(HealthDay)—For active-duty military personnel, the addition of chiropractic care to usual medical care is associated with improvements in low back pain intensity and disability, according to a study published online May 18 in JAMA Network Open.
Christine M. Goertz, Ph.D., from the Palmer Center for Chiropractic Research in Davenport, Iowa, and colleagues conducted a three-site pragmatic comparative effectiveness clinical trial involving active-duty U.S. service members aged 18 to 50 years with low back pain from a musculoskeletal source. A total of 750 patients were recruited and received usual medical care with or without chiropractic care, which included spinal manipulative therapy in the low back and adjacent regions and additional therapeutic procedures.
The researchers found that in all models there were statistically significant site × time × group interactions. At week six, the adjusted mean differences in scores were statistically significant in favor of usual medical care plus chiropractic care versus usual medical care alone for low back pain intensity, disability, and satisfaction (mean differences, −1.1, −2.2, and 2.5, respectively). For perceived improvement and self-reported pain medication use, the adjusted odds ratios at week six were also statistically significant in favor of usual medical care plus chiropractic care overall (odds ratios, 0.18 and 0.73, respectively).
"This trial provides additional support for the inclusion of chiropractic care as a component of multidisciplinary health care for low back pain, as currently recommended in existing guidelines," the authors write.
One author disclosed financial ties to the medical device industry.

— Image-backed grounding data —
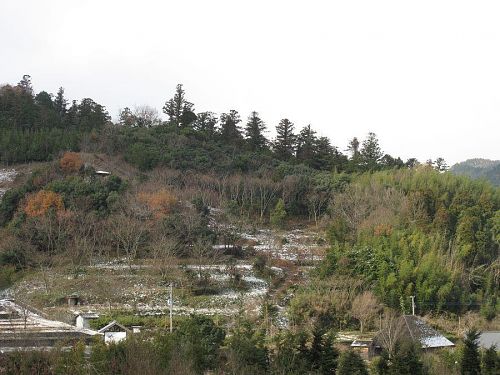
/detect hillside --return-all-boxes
[450,159,500,186]
[0,76,500,374]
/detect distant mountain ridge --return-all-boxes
[450,159,500,186]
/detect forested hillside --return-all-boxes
[0,76,500,374]
[450,159,500,186]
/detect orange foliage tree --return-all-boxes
[59,152,83,173]
[24,190,64,217]
[138,189,177,219]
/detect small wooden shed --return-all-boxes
[97,320,131,344]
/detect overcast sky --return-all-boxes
[0,0,500,164]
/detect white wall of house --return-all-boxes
[104,332,127,344]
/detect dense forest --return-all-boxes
[450,159,500,186]
[0,76,500,374]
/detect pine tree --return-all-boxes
[273,118,297,161]
[163,84,196,127]
[297,125,318,166]
[460,329,481,375]
[118,107,136,127]
[360,132,383,170]
[347,137,359,160]
[245,111,267,151]
[481,346,500,375]
[54,87,68,119]
[193,112,218,136]
[313,137,337,170]
[336,350,368,375]
[220,109,243,145]
[17,74,33,96]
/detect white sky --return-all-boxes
[0,0,500,164]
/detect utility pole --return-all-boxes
[168,283,174,333]
[410,296,415,315]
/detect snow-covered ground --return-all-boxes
[239,229,324,261]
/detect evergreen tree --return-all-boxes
[118,107,136,127]
[273,118,297,161]
[308,323,339,375]
[220,109,243,144]
[245,111,267,151]
[460,329,481,375]
[481,346,500,375]
[313,137,337,170]
[434,158,448,172]
[360,132,383,170]
[163,84,196,127]
[297,125,318,166]
[17,74,33,96]
[54,87,68,119]
[347,137,359,160]
[193,112,218,136]
[336,350,368,375]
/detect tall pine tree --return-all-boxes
[245,111,267,151]
[219,109,243,145]
[273,118,297,161]
[163,83,196,127]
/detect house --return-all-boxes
[350,338,373,360]
[95,171,111,176]
[0,299,97,353]
[75,313,99,329]
[370,315,455,355]
[97,320,131,344]
[478,331,500,350]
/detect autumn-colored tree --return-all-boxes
[138,189,177,219]
[24,190,64,217]
[59,152,83,173]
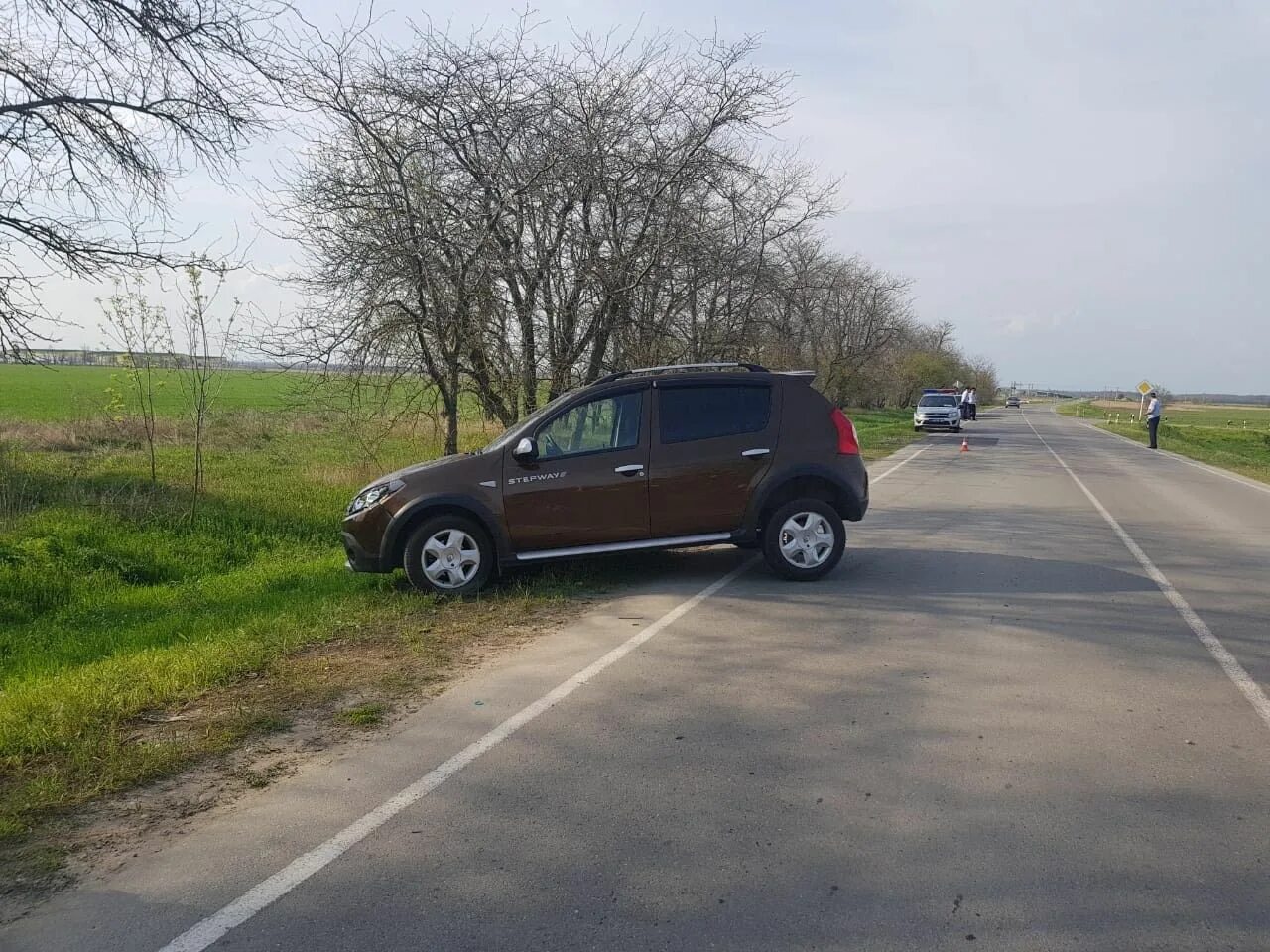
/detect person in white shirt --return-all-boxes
[1147,391,1165,449]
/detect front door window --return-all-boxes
[539,391,643,461]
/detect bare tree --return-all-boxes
[0,0,292,355]
[98,281,173,484]
[172,264,241,522]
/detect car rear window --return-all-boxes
[658,384,772,443]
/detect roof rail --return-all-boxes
[595,361,768,384]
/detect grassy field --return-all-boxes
[1058,400,1270,482]
[0,366,915,863]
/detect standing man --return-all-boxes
[1147,391,1163,449]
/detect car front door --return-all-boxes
[503,386,652,554]
[649,381,780,538]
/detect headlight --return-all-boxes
[348,480,405,516]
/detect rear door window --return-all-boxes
[658,385,772,443]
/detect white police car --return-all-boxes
[913,390,961,432]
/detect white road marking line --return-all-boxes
[159,447,930,952]
[869,447,930,484]
[1024,416,1270,727]
[1051,408,1270,493]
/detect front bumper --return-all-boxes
[344,532,384,572]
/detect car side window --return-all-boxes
[537,390,644,459]
[658,385,772,443]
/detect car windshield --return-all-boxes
[476,390,576,453]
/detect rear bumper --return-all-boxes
[344,532,386,572]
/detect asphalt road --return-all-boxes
[10,407,1270,952]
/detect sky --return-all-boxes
[30,0,1270,394]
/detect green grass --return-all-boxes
[0,366,918,842]
[1058,400,1270,482]
[0,396,614,842]
[847,410,922,459]
[339,702,387,727]
[0,364,307,422]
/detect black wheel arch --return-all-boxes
[740,464,867,539]
[380,493,512,570]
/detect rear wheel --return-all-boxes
[763,499,847,581]
[403,513,494,595]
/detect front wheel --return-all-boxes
[403,514,494,595]
[763,499,847,581]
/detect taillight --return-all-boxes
[829,408,860,456]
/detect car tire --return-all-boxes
[403,513,495,597]
[762,499,847,581]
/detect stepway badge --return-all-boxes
[507,470,567,486]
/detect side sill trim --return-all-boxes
[516,532,733,562]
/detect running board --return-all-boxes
[516,532,733,562]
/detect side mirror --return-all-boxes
[512,436,539,463]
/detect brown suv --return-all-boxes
[344,364,869,594]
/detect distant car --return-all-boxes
[913,394,961,432]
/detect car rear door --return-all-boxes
[503,385,652,553]
[649,378,780,538]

— AIM OF THE TASK —
List every outcome that the article on chiropractic care for active-duty service members reports as statistically significant in favor of usual medical care plus chiropractic care at week six.

— FINISHED EXERCISE —
- Low back pain intensity
- Disability
- Satisfaction
- Perceived improvement
- Self-reported pain medication use